__Information given__:
####################

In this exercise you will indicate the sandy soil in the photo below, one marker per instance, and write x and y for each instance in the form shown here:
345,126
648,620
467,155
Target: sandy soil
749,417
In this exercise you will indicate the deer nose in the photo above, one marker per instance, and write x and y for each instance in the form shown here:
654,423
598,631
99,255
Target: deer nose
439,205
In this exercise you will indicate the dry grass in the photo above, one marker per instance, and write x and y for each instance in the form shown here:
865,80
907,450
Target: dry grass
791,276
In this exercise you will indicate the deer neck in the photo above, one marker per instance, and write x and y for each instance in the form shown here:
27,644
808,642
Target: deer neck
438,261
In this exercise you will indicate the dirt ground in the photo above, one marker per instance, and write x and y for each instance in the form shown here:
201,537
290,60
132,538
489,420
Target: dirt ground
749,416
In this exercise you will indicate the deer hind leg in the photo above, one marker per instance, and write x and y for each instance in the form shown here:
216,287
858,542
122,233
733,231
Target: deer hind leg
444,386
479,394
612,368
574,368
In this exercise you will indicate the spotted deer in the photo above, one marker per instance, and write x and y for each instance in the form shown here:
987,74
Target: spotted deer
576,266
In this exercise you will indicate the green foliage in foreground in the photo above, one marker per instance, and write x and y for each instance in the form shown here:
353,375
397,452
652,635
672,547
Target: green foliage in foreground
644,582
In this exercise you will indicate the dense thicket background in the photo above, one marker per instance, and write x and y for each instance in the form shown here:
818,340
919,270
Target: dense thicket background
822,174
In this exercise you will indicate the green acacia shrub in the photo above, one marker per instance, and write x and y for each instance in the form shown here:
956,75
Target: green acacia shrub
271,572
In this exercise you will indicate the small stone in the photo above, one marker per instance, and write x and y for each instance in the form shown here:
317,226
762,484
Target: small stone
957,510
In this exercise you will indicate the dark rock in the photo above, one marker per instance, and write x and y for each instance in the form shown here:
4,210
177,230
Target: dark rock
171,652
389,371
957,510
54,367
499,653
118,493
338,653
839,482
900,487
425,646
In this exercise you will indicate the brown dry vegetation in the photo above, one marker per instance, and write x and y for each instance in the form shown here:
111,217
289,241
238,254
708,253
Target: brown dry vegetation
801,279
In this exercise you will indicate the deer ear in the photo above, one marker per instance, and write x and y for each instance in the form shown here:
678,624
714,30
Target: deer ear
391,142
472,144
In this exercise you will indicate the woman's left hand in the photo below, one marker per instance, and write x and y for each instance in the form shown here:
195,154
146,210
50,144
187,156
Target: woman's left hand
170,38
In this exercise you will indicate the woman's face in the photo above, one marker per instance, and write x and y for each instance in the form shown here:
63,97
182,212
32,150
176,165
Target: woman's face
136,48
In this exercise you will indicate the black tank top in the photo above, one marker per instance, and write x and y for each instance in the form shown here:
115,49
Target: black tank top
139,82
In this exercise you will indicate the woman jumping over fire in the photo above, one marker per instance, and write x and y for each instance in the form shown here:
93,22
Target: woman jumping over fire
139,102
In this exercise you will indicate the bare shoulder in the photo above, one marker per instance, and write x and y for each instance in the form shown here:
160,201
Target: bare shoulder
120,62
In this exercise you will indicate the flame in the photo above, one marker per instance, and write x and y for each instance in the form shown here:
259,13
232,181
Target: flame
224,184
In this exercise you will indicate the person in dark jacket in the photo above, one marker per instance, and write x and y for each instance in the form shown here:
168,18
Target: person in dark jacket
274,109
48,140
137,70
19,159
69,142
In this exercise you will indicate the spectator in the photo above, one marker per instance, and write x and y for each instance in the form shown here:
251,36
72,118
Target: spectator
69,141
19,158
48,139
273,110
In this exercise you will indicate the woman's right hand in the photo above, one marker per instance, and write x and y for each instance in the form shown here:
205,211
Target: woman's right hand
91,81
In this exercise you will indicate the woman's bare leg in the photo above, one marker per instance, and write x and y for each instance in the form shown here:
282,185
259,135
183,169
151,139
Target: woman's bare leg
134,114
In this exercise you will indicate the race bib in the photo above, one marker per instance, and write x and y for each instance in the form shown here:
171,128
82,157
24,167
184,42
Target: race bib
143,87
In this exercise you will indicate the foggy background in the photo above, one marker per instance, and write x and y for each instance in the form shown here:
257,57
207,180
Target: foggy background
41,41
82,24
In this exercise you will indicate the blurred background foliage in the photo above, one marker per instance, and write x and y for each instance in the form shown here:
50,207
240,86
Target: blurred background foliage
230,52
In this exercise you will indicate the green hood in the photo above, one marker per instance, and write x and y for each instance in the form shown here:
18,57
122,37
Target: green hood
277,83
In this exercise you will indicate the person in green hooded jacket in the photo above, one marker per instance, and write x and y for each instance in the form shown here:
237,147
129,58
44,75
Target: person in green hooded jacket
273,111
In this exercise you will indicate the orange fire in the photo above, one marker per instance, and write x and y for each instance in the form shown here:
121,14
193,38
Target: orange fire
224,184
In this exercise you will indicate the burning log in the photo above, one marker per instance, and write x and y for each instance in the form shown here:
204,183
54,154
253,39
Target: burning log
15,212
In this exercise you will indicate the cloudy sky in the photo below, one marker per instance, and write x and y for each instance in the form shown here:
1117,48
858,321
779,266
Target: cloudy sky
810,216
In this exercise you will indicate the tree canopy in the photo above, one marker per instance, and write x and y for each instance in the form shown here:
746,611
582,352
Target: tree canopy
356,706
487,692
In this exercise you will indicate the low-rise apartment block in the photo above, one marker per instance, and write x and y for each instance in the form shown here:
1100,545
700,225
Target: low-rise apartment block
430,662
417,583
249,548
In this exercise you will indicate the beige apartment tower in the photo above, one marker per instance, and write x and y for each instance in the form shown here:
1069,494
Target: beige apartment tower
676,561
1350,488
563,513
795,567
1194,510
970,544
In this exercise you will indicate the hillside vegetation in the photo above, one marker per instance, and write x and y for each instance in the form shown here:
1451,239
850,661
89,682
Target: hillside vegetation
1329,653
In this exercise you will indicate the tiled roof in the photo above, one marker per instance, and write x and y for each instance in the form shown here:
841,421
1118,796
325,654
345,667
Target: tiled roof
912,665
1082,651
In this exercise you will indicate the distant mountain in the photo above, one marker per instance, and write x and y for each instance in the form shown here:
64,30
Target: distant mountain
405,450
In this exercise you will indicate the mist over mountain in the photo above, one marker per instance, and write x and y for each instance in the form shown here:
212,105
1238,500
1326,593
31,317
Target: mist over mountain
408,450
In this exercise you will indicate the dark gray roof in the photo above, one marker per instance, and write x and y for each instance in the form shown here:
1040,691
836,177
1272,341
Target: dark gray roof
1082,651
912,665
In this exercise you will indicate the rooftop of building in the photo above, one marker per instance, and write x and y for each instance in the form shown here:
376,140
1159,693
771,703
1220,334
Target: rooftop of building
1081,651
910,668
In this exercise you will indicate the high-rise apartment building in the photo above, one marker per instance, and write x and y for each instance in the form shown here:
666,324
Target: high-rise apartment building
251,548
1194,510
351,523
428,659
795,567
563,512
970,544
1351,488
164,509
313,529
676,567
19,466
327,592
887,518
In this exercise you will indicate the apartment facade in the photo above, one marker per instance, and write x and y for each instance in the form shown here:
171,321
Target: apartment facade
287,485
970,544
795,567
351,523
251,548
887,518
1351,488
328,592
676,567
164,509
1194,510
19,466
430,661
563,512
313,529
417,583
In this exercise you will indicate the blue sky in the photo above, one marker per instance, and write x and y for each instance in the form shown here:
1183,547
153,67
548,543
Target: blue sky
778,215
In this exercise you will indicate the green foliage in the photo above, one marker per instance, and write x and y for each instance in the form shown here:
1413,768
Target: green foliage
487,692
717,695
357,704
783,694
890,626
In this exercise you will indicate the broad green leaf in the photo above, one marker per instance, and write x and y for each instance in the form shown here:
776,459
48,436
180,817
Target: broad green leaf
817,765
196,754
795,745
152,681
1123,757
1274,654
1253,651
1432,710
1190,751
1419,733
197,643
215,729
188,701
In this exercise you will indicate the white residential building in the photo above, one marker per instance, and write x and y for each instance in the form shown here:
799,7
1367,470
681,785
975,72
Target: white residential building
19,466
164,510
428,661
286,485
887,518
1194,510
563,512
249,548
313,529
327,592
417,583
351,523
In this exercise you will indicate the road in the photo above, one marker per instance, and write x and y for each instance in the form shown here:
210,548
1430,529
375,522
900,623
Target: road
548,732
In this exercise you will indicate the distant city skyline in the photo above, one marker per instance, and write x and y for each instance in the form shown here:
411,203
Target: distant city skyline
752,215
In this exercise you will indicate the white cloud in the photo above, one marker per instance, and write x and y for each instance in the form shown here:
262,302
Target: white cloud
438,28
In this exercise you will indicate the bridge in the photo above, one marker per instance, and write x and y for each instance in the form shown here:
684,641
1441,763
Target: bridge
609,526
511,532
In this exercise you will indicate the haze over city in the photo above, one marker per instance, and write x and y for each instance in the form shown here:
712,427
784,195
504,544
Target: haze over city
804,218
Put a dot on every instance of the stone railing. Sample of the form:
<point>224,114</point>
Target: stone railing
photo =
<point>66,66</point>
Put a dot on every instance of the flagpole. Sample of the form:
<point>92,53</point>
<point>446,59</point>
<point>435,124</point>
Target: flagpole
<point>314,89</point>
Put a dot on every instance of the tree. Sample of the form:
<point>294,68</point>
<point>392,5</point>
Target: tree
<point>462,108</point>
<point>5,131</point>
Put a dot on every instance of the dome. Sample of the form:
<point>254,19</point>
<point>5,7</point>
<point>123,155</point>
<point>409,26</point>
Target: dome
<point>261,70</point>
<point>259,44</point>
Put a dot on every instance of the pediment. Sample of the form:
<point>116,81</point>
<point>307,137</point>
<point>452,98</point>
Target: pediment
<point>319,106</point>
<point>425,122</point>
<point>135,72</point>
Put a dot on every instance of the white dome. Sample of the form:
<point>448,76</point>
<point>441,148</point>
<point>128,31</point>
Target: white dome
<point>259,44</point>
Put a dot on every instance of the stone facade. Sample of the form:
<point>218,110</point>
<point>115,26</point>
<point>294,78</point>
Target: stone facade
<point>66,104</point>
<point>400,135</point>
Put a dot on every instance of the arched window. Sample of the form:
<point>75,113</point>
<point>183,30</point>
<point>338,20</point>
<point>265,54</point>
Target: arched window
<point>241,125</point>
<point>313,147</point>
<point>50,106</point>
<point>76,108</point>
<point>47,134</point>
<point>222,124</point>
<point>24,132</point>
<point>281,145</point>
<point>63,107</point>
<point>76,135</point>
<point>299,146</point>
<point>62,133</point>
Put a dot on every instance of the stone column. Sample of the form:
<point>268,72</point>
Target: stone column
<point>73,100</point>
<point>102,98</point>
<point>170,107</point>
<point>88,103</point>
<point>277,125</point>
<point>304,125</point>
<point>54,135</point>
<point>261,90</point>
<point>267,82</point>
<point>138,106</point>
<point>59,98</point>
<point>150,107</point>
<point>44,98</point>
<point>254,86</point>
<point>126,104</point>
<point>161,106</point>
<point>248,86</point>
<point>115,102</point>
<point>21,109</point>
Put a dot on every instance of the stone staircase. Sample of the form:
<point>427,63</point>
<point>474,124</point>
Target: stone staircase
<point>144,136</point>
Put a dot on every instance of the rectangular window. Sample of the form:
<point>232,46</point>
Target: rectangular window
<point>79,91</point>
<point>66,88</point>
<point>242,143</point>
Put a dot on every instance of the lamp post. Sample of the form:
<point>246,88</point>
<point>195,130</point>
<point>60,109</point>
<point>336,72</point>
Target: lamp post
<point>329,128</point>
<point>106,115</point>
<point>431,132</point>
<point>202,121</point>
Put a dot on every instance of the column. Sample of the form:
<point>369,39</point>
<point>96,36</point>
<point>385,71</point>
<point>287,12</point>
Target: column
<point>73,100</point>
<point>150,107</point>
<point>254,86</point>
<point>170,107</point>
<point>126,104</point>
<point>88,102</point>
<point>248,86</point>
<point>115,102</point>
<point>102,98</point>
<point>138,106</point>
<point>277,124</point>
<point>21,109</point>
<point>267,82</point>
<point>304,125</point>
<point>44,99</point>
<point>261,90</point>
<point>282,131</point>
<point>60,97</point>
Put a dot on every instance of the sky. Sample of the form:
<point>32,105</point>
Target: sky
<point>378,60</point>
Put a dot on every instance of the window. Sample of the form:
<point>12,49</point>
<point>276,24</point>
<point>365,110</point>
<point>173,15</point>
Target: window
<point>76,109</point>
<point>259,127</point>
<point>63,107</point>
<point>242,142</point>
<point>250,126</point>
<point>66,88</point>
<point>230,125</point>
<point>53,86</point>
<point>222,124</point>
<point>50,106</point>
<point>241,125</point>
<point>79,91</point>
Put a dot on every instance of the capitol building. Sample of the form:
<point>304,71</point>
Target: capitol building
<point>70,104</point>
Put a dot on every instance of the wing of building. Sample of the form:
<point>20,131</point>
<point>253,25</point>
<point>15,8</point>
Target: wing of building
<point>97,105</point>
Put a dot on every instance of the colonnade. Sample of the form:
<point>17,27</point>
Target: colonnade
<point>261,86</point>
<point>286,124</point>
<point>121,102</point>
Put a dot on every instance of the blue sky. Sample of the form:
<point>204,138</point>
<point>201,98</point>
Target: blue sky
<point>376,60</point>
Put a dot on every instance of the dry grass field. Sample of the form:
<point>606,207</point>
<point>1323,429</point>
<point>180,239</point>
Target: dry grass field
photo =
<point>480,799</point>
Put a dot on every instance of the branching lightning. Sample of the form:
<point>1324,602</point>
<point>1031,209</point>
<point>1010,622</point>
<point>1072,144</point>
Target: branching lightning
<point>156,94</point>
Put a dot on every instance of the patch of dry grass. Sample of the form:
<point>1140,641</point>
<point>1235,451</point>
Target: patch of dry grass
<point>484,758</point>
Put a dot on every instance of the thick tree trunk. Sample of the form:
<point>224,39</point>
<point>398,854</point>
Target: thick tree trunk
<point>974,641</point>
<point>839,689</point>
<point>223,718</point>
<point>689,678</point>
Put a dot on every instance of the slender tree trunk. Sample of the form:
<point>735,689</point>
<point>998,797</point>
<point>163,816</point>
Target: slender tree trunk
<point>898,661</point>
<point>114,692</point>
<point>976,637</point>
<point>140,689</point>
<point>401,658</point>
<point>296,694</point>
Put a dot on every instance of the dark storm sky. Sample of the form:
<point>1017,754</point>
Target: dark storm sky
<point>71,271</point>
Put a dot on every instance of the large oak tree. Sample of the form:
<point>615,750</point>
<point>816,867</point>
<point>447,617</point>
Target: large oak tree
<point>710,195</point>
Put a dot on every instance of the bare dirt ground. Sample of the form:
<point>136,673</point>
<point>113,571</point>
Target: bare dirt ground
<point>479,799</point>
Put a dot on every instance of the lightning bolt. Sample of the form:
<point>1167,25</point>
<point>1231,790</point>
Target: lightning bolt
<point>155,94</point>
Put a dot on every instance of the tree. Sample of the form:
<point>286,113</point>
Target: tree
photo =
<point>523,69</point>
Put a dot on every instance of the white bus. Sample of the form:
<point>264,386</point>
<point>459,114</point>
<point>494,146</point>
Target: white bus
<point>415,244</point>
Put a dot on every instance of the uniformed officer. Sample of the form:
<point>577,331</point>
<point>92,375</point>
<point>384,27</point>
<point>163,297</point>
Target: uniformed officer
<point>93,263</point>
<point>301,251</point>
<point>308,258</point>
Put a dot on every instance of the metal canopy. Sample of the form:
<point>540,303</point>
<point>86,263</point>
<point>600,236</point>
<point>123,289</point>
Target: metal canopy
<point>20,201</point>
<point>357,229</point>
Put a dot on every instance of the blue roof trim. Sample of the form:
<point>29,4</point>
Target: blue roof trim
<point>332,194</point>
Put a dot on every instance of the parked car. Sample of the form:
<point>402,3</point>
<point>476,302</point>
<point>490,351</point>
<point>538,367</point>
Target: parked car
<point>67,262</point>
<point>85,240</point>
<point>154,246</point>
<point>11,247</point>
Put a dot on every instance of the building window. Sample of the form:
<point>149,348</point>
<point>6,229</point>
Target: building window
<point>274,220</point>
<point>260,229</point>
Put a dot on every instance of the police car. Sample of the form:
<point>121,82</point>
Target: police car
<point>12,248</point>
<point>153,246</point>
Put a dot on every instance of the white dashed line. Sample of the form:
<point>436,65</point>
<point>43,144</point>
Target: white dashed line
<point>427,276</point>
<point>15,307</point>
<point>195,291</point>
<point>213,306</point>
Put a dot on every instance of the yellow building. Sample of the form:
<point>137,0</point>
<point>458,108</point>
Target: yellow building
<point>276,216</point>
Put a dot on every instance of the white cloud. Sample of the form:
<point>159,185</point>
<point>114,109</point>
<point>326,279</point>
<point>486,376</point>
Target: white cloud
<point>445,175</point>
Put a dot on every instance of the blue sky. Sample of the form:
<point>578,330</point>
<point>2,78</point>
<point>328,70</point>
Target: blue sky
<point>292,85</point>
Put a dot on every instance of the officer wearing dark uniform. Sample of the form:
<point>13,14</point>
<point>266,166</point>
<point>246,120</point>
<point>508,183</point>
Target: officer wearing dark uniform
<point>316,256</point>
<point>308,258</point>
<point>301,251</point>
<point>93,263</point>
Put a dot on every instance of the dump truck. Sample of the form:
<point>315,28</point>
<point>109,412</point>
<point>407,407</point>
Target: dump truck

####################

__Problem requirements__:
Report every line from the material above that mentions the word "dump".

__Written solution__:
Put a dot on every instance of the dump truck. Sample of the form:
Target: dump truck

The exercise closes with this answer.